TASK INSTRUCTIONS >> Reproduce verbatim the lines of the records below, starting with the line that contains "table in the photo above." and going on through the end of the records.

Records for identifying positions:
>>

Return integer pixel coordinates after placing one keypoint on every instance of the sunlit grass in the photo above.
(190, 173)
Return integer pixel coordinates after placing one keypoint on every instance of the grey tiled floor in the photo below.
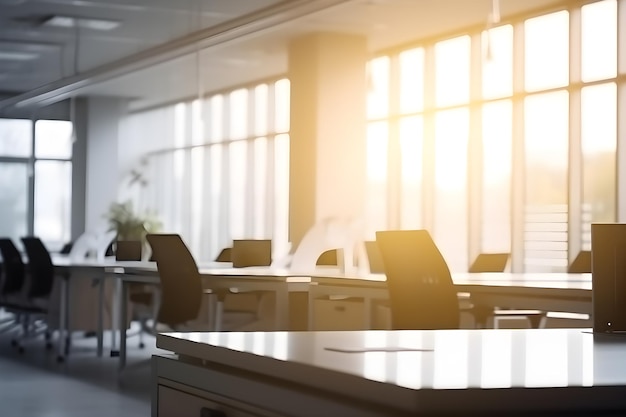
(33, 384)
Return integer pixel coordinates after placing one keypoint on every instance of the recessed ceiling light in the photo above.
(17, 56)
(85, 23)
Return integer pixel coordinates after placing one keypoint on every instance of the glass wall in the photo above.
(503, 137)
(36, 171)
(217, 169)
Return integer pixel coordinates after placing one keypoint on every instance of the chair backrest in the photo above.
(489, 262)
(13, 267)
(421, 291)
(328, 257)
(40, 267)
(251, 252)
(224, 255)
(181, 285)
(582, 262)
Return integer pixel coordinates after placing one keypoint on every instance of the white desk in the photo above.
(460, 372)
(529, 291)
(215, 276)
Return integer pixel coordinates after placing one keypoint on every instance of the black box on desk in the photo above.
(608, 269)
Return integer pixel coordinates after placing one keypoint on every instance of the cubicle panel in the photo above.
(608, 268)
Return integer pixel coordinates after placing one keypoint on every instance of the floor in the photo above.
(33, 384)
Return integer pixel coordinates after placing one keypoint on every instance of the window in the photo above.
(36, 156)
(378, 88)
(497, 79)
(497, 158)
(450, 224)
(16, 137)
(225, 173)
(599, 147)
(547, 51)
(424, 134)
(599, 40)
(546, 139)
(14, 200)
(452, 71)
(376, 197)
(412, 80)
(411, 151)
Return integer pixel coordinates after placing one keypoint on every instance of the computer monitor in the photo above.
(374, 257)
(251, 252)
(608, 271)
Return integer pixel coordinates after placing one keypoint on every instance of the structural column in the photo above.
(328, 141)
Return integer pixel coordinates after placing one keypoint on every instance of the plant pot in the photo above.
(128, 250)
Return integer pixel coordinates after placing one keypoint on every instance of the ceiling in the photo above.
(156, 51)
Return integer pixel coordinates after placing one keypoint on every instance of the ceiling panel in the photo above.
(147, 23)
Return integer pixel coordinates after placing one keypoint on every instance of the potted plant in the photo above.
(131, 228)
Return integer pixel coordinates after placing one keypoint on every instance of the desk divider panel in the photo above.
(608, 268)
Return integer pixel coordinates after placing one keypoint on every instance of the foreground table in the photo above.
(388, 373)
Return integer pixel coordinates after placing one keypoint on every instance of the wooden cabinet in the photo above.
(185, 389)
(176, 403)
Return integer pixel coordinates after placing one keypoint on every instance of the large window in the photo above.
(36, 171)
(500, 140)
(217, 168)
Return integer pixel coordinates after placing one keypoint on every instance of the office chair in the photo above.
(581, 264)
(224, 255)
(181, 285)
(327, 258)
(497, 262)
(37, 296)
(489, 262)
(12, 283)
(421, 292)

<<

EXERCISE SOLUTION >>
Return integer pixel coordinates after placing one keypoint on every instance of the foreground table in the photo above.
(388, 373)
Return integer pixel coordinates after placing one keypoint on every instance of the wooden cabinet in the photo above.
(185, 389)
(176, 403)
Return integer pixel coordinates after placing one keypoint on every instance of the large window in the photo above.
(36, 171)
(500, 140)
(217, 168)
Return integer pixel coordinates after placing one keypoint on every instance of the office chair in the photo above.
(581, 264)
(224, 255)
(181, 285)
(327, 258)
(497, 262)
(37, 296)
(489, 262)
(12, 283)
(421, 292)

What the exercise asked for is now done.